§ **STUDY TEXT**:
05/03/2026
💫I saw a post today about “deathbed visitors.”
And it made me pause.
Because I have seen this more times than I can count.
Long before social media.
Long before I built my platform publicly.
26 years ago, I was working as a Marie Curie nurse in the UK, providing end of life hospice care.
And yes, my colleagues knew I was spiritual.
I didn’t just “sense” things.
I could see and hear spirit.
It wasn’t something I hid. It was simply part of who I was.
One afternoon, a patient looked at me very calmly and said,
“Can you pull a chair up for my mum?”
Her adult son was standing in the room. He gently said,
“Mum… grandma is dead.”
I remember the stillness in the air. The subtle shift in the atmosphere.
And I replied,
“If your mum wants a chair for her mum in spirit, she can have one.”
I pulled the chair up beside her bed.
Within moments, she transitioned.
Not dramatically.
Not fearfully.
Just… as if someone had arrived and she was ready.
Her son was shocked.
But he was also deeply grateful.
Weeks later, he donated £20,000 to the hospice.
That moment never left me.
And it wasn’t the only one.
I once had a patient ask me if I would turn her bed around so she could see the sunrise.
It wasn’t positioned toward the window.
So I moved it.
As the light began to break across the horizon, she watched it quietly.
And she passed as the sun rose.
Sunrises and sunsets are thresholds.
They are portals.
The old light leaving.
The new light arriving.
I have seen patients speak to husbands who passed years before.
Children reaching toward unseen grandparents.
People who hadn’t spoken for days suddenly sit upright and say, “They’re here.”
Sometimes it happens weeks before death.
Sometimes in the final hours.
Sometimes the room itself changes.
The air softens.
Time feels different.
There is a sacred hush.
But here is something else people don’t talk about.
Not everyone wants family waiting.
I once had a client say to me,
“I don’t want my family there when I die. I hated them.”
There was no drama. Just truth.
People assume it is always ancestors. Always relatives. Always a reunion.
It isn’t.
I told her gently,
“Then your guides will meet you.”
Because what meets you at the crossing is not obligation.
It is resonance.
Some souls are met by mothers.
Some by partners.
Some by children.
Some by guides who have walked with them quietly their entire life.
No one is forced into reunion.
The crossing is not a family gathering.
It is a return to the frequency that knows you.
After decades of witnessing this, both in clinical rooms and in spiritual practice, I can say this with certainty:
Death is not what people fear it is.
More often than not…
They are met.
Not alone.
Not abandoned.
Met.
And sometimes… they leave with the light.

§ **Data for pointing to spots**:
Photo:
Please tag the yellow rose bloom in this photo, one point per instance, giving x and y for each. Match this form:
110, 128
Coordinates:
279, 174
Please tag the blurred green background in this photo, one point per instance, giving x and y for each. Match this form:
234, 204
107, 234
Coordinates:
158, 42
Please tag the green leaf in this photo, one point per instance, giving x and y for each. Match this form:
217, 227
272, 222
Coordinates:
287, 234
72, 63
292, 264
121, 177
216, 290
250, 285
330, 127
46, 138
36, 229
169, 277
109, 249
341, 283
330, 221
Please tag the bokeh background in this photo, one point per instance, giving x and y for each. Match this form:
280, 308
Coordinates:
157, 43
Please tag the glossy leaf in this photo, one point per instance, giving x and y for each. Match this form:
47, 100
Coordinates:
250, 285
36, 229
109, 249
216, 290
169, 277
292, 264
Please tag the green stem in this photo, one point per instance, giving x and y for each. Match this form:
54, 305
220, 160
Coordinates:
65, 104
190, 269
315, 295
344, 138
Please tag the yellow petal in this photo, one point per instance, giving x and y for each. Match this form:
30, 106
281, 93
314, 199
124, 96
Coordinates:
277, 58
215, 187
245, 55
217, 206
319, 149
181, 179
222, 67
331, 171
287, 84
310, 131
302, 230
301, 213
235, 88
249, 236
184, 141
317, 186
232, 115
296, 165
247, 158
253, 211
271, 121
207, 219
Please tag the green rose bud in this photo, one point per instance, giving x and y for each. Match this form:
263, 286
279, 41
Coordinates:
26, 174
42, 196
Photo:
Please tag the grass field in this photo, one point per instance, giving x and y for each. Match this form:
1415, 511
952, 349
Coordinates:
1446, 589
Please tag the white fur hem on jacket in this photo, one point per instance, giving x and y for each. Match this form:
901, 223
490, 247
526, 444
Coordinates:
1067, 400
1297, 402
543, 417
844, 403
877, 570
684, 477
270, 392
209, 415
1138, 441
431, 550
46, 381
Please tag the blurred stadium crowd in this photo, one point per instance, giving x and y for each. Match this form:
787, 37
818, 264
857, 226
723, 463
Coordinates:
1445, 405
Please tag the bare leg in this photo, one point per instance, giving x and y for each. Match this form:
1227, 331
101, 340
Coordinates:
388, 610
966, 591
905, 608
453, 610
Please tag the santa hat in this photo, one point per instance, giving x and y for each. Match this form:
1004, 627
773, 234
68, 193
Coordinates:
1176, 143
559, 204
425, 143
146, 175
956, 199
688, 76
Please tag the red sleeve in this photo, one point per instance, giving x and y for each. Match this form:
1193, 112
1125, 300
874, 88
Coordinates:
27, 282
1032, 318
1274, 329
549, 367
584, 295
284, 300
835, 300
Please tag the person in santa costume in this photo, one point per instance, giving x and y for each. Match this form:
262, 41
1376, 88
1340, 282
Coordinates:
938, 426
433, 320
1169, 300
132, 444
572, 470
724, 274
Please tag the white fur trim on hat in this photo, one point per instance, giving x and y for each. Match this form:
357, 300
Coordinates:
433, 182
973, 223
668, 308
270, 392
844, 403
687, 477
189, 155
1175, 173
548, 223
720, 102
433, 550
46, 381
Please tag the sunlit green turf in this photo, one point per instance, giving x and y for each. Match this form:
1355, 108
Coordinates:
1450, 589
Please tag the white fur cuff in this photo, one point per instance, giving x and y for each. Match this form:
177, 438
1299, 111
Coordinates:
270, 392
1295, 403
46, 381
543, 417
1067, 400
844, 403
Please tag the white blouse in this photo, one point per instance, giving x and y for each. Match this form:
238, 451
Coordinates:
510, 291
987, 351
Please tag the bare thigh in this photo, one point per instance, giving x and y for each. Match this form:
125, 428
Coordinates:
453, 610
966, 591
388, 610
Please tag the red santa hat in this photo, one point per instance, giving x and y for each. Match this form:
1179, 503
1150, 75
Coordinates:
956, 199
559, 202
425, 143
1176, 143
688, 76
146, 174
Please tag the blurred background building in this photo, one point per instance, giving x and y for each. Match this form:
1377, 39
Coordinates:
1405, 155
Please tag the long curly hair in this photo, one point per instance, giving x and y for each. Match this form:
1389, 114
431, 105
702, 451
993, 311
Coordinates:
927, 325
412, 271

§ **ABOUT THIS EXERCISE**:
Going back to the text about deathbed visitors, list who it says some souls are met by at the crossing.

§ **REPLY TO THE EXERCISE**:
- Mothers
- Partners
- Children
- Guides who have walked with them quietly their entire life